— Goals —
a. Name the actions that the customer data article says a structured and nimble process must let you take with your data.
b. Write out the part of the customer data article starting with "Operationalizing CX Data" and going on through "to those expectations.", word for word.

— Excerpt to read —

— Begin —

Part 2 of 2: You May Be Listening to Your Customers, but Are You Hearing Them?

Operationalizing CX Data to Drive Meaningful and Lasting Change

In Part 1 of this series, Get to the Heart of Your Customers’ Expectations and Experience, we reviewed multiple methods to ensure that you have a holistic and accurate picture of what your customers need and how you are performing to those expectations.

Getting this data to support your voice of the customer (VoC) program is just the first step. It is likely that you are receiving data from multiple sources, making it even more critical to have a structured and nimble process to consume, analyze, and act on that data to drive significant and lasting change. You want to ensure the data you are acting on is accurate and representative, but you also don’t want to wait too long to act on said data as it can quickly become irrelevant. After all, with customer expectations changing in real-time, using data from even eight weeks ago to make decisions today could lead you in the wrong direction.

So how do you take all the layers of data and operationalize it for your VoC program?

— End —

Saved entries

— Begin —

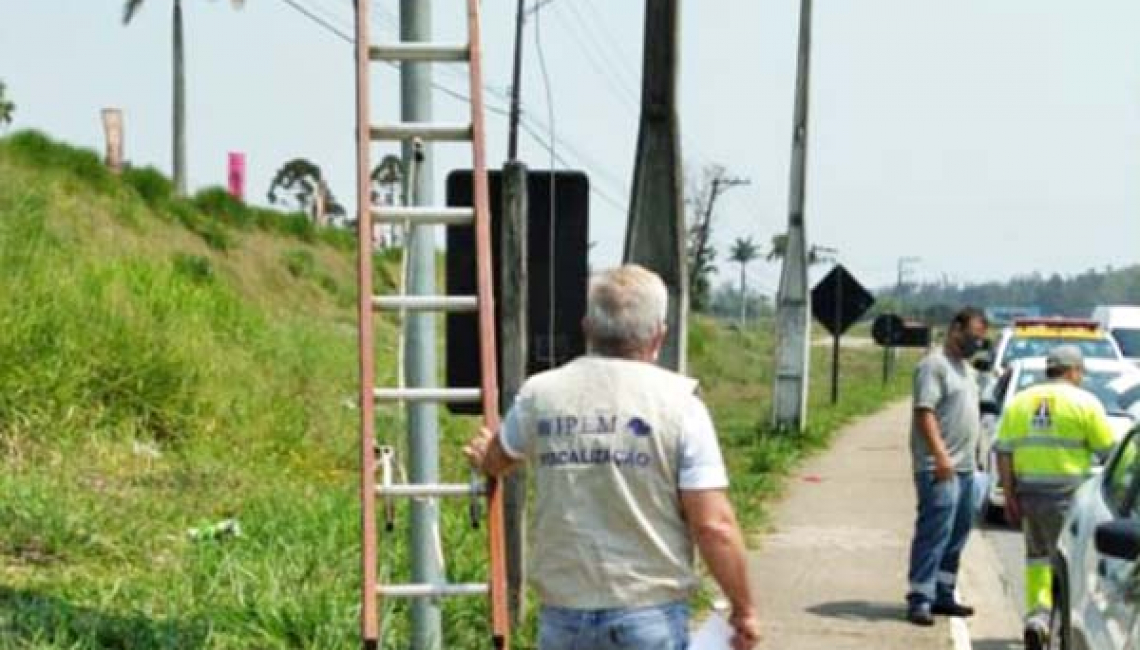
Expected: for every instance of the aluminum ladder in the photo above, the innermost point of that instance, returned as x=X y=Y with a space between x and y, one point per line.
x=482 y=302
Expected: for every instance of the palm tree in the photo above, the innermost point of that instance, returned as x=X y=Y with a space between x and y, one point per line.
x=7 y=107
x=742 y=252
x=306 y=184
x=130 y=8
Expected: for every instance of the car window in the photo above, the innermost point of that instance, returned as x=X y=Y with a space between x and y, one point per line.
x=1001 y=388
x=1122 y=474
x=1129 y=340
x=1024 y=347
x=1115 y=390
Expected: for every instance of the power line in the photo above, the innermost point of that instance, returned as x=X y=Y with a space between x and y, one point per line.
x=295 y=5
x=307 y=13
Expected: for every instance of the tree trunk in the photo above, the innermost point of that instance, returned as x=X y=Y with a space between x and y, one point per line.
x=743 y=295
x=179 y=147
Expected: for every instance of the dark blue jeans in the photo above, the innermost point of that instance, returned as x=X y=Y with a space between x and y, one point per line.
x=945 y=517
x=660 y=627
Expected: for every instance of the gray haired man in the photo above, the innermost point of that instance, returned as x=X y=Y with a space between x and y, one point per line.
x=628 y=479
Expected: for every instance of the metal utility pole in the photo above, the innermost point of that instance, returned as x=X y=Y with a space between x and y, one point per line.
x=904 y=268
x=423 y=417
x=888 y=351
x=514 y=327
x=656 y=235
x=792 y=307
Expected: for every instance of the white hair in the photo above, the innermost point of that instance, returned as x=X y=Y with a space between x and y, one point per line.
x=626 y=309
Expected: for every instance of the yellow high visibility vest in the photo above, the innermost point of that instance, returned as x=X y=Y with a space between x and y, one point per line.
x=1052 y=430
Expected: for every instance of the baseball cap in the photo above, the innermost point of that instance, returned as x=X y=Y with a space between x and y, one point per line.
x=1065 y=357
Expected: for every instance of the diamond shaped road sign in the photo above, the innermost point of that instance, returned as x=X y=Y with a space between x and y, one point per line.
x=839 y=300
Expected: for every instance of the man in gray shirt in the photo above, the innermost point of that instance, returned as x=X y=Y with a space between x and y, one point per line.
x=944 y=440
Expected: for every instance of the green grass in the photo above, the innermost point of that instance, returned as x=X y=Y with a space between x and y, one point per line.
x=735 y=371
x=169 y=363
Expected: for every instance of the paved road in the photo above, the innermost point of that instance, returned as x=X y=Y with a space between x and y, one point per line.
x=830 y=571
x=1010 y=551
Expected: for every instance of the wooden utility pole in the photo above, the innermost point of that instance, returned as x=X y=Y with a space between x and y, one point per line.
x=656 y=235
x=792 y=307
x=514 y=327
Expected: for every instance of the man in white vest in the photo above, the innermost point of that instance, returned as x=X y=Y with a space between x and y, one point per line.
x=628 y=480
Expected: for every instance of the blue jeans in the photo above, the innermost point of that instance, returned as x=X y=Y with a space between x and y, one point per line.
x=945 y=517
x=659 y=627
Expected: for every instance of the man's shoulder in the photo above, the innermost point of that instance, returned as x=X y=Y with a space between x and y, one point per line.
x=934 y=360
x=584 y=368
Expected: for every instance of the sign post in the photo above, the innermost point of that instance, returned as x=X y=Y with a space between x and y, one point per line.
x=838 y=301
x=237 y=176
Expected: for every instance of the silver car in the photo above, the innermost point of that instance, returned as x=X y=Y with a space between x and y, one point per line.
x=1096 y=568
x=1116 y=383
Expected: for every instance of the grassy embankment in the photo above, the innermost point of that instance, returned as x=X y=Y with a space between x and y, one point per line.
x=165 y=364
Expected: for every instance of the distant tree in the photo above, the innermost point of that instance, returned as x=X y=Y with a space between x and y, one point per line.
x=302 y=183
x=743 y=251
x=7 y=106
x=701 y=197
x=130 y=9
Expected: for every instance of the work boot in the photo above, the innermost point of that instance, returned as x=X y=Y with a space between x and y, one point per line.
x=919 y=614
x=1036 y=635
x=952 y=608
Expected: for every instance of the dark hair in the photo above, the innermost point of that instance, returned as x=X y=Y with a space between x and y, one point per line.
x=966 y=315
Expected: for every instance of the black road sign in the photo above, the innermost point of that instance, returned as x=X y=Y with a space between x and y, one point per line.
x=839 y=300
x=568 y=261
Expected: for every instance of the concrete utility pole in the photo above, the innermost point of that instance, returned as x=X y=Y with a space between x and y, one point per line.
x=889 y=352
x=514 y=327
x=792 y=307
x=423 y=417
x=656 y=235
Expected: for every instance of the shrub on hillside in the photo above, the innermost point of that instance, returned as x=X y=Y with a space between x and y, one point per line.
x=300 y=263
x=40 y=151
x=220 y=204
x=151 y=185
x=196 y=268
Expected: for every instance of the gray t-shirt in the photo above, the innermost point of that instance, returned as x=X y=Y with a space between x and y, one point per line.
x=950 y=389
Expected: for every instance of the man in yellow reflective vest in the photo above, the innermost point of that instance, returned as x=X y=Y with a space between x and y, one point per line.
x=1045 y=446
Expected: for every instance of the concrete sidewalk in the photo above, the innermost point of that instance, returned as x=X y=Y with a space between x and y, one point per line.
x=831 y=570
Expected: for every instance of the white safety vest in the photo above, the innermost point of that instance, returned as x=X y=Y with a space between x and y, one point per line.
x=602 y=438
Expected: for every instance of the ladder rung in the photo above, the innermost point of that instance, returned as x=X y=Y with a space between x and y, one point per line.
x=425 y=216
x=421 y=51
x=432 y=591
x=431 y=489
x=456 y=395
x=423 y=130
x=425 y=302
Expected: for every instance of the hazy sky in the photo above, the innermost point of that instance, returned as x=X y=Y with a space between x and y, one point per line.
x=987 y=138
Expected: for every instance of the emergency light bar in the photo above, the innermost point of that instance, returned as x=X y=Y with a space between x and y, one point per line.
x=1058 y=322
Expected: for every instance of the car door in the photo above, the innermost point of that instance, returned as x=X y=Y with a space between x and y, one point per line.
x=1114 y=585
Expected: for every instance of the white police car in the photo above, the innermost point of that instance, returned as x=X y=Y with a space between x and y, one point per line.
x=1097 y=565
x=1115 y=382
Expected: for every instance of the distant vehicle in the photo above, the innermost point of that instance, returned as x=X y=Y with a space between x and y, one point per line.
x=1122 y=322
x=1115 y=382
x=1035 y=336
x=1006 y=315
x=1096 y=569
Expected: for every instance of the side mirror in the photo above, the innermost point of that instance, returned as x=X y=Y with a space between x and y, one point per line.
x=1120 y=539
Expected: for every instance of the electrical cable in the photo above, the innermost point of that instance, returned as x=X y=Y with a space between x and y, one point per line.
x=553 y=205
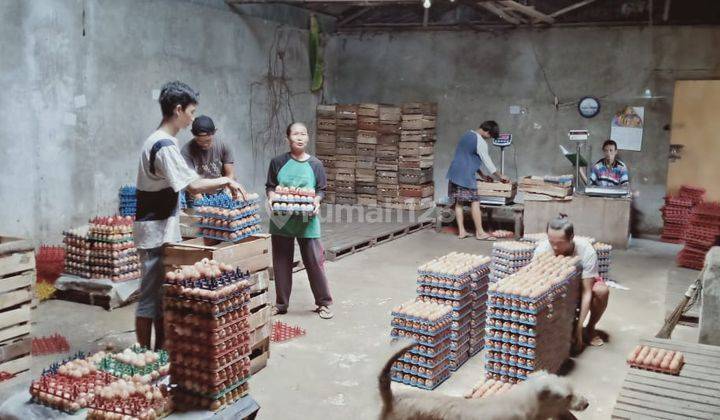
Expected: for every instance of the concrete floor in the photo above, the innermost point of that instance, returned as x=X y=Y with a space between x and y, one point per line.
x=331 y=372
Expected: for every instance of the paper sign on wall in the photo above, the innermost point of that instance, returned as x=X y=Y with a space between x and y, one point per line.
x=627 y=127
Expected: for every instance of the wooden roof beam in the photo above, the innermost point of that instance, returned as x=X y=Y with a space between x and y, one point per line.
x=527 y=10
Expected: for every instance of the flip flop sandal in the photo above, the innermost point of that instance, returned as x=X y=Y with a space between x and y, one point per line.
x=324 y=312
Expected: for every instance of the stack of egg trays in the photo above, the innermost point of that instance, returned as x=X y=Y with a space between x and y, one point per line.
x=603 y=260
x=512 y=353
x=462 y=309
x=480 y=284
x=433 y=346
x=503 y=264
x=127 y=196
x=224 y=201
x=213 y=339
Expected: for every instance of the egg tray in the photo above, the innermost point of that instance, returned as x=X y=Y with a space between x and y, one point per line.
x=431 y=351
x=243 y=293
x=507 y=362
x=438 y=359
x=242 y=215
x=434 y=372
x=216 y=336
x=674 y=372
x=423 y=321
x=498 y=347
x=528 y=333
x=213 y=381
x=450 y=276
x=227 y=202
x=187 y=402
x=504 y=371
x=229 y=229
x=445 y=284
x=457 y=305
x=413 y=380
x=162 y=409
x=553 y=288
x=419 y=330
x=424 y=292
x=213 y=312
x=215 y=395
x=213 y=364
x=510 y=340
x=422 y=339
x=238 y=239
x=511 y=318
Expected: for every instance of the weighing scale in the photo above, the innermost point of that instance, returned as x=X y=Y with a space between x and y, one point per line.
x=502 y=141
x=579 y=137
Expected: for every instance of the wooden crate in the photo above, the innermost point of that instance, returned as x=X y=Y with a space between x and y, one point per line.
x=389 y=114
x=368 y=110
x=367 y=200
x=418 y=191
x=251 y=254
x=368 y=123
x=259 y=356
x=412 y=122
x=367 y=137
x=415 y=176
x=326 y=137
x=326 y=110
x=17 y=280
x=496 y=189
x=326 y=124
x=411 y=136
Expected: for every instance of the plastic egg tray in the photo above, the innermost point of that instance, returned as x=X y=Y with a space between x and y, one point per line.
x=412 y=380
x=423 y=339
x=185 y=401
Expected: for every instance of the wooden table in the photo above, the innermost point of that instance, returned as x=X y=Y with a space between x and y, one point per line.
x=605 y=219
x=693 y=394
x=446 y=213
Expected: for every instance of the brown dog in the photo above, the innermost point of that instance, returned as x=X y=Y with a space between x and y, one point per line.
x=542 y=396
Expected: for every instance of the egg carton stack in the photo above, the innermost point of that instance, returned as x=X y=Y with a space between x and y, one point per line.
x=292 y=200
x=458 y=281
x=221 y=217
x=77 y=252
x=346 y=123
x=128 y=200
x=604 y=258
x=530 y=319
x=325 y=146
x=509 y=257
x=113 y=254
x=208 y=334
x=702 y=234
x=136 y=363
x=416 y=149
x=387 y=154
x=427 y=364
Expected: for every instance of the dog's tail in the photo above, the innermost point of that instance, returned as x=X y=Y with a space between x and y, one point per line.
x=384 y=379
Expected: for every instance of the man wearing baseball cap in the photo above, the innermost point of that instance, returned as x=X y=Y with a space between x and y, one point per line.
x=208 y=156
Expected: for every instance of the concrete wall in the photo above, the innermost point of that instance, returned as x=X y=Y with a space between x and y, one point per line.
x=477 y=76
x=77 y=80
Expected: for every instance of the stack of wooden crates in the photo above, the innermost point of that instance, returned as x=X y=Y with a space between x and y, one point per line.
x=251 y=254
x=17 y=282
x=378 y=155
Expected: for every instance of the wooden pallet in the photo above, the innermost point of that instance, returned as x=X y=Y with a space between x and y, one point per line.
x=694 y=393
x=352 y=247
x=17 y=281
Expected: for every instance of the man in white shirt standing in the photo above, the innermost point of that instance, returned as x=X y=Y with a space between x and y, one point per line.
x=594 y=293
x=162 y=174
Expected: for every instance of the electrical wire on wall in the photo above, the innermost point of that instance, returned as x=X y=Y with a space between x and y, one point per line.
x=268 y=122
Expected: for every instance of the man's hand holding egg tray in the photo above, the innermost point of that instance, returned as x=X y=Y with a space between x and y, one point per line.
x=294 y=200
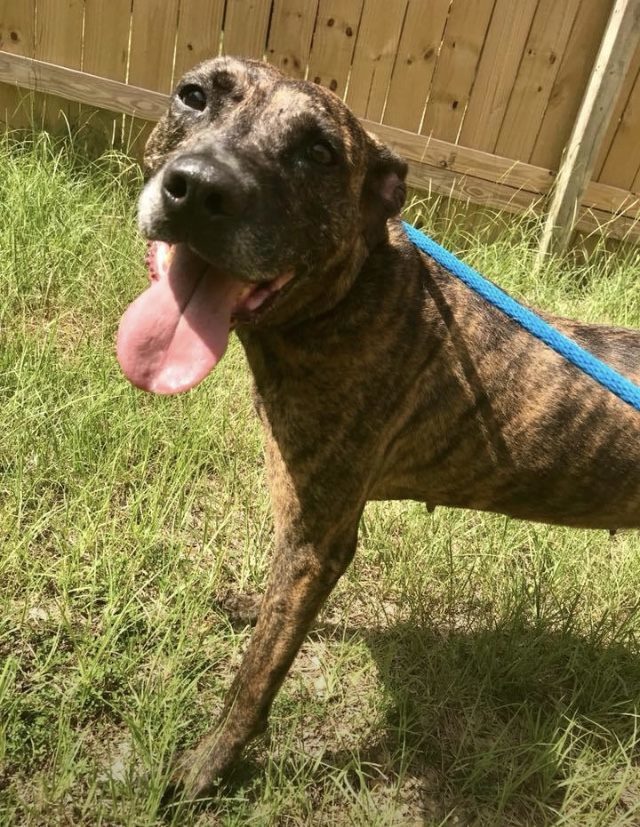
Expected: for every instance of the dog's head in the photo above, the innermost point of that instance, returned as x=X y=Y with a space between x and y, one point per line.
x=258 y=188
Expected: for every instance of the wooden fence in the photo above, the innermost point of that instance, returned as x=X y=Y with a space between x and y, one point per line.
x=481 y=96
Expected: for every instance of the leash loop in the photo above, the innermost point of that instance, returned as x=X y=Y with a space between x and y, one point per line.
x=589 y=364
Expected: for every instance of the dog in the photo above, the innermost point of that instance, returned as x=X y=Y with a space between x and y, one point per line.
x=270 y=211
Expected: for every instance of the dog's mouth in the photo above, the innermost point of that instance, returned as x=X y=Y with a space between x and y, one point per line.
x=173 y=335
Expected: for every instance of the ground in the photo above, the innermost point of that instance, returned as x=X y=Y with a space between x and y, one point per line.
x=469 y=669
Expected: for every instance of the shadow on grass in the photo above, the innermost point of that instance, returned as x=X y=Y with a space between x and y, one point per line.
x=501 y=726
x=504 y=725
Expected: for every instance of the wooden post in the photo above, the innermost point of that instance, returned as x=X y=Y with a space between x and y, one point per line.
x=620 y=40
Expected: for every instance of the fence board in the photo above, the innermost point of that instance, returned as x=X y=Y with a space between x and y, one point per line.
x=153 y=36
x=571 y=82
x=199 y=30
x=623 y=158
x=464 y=36
x=374 y=56
x=497 y=70
x=245 y=28
x=290 y=35
x=415 y=63
x=334 y=43
x=58 y=39
x=541 y=59
x=106 y=50
x=618 y=112
x=17 y=36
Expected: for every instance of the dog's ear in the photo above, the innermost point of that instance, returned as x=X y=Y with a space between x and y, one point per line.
x=383 y=192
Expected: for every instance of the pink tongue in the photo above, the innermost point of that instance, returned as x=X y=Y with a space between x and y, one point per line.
x=177 y=331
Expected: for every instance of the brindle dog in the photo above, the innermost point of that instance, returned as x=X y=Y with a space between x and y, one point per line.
x=377 y=374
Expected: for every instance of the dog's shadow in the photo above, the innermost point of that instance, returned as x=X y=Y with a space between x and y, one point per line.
x=480 y=722
x=495 y=724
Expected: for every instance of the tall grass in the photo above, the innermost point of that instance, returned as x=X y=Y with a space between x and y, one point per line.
x=469 y=669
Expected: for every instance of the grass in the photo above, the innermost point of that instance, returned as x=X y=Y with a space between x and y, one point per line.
x=468 y=669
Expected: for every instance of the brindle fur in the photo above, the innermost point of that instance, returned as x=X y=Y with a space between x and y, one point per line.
x=377 y=374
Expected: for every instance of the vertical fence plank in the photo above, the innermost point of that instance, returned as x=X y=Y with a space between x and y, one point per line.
x=199 y=30
x=497 y=70
x=374 y=56
x=571 y=81
x=153 y=37
x=290 y=35
x=619 y=44
x=456 y=68
x=618 y=113
x=245 y=28
x=17 y=35
x=543 y=53
x=623 y=158
x=58 y=39
x=106 y=50
x=334 y=42
x=415 y=63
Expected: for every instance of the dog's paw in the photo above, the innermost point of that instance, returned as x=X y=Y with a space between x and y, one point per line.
x=195 y=777
x=240 y=607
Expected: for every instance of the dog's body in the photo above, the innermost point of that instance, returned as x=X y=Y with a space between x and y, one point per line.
x=377 y=374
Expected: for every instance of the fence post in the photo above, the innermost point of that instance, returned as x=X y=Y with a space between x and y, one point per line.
x=618 y=45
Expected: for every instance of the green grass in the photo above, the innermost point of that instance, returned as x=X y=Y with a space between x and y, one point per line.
x=469 y=669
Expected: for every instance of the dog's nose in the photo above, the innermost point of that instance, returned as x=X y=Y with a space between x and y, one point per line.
x=194 y=187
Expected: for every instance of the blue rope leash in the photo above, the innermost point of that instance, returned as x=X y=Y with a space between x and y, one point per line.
x=622 y=387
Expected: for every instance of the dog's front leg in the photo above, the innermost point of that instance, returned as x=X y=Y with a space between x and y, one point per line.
x=302 y=576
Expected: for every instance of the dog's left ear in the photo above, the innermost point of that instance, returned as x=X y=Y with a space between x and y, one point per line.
x=383 y=192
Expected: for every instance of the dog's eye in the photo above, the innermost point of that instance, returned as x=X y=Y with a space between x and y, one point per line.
x=193 y=96
x=321 y=153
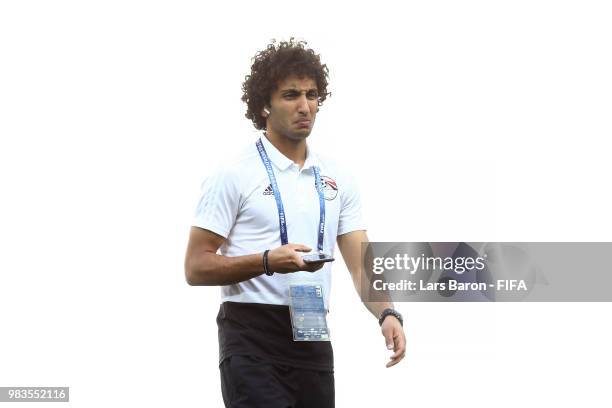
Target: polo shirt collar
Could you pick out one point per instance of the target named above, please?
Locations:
(283, 162)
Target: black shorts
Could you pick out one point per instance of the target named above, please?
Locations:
(252, 383)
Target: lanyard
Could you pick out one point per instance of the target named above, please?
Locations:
(279, 202)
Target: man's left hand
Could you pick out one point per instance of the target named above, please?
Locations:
(394, 338)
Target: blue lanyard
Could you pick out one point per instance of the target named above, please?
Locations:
(279, 202)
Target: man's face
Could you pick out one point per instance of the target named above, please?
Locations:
(293, 107)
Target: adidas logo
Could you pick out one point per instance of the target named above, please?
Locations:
(268, 190)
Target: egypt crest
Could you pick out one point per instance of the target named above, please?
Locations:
(330, 188)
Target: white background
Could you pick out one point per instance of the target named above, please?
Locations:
(462, 121)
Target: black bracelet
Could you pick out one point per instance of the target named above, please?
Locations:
(267, 270)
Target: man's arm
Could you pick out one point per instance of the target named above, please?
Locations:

— End —

— Correct answers —
a.
- Consume
- Analyze
- Act on

b.
Operationalizing CX Data to Drive Meaningful and Lasting Change

In Part 1 of this series, Get to the Heart of Your Customers’ Expectations and Experience, we reviewed multiple methods to ensure that you have a holistic and accurate picture of what your customers need and how you are performing to those expectations.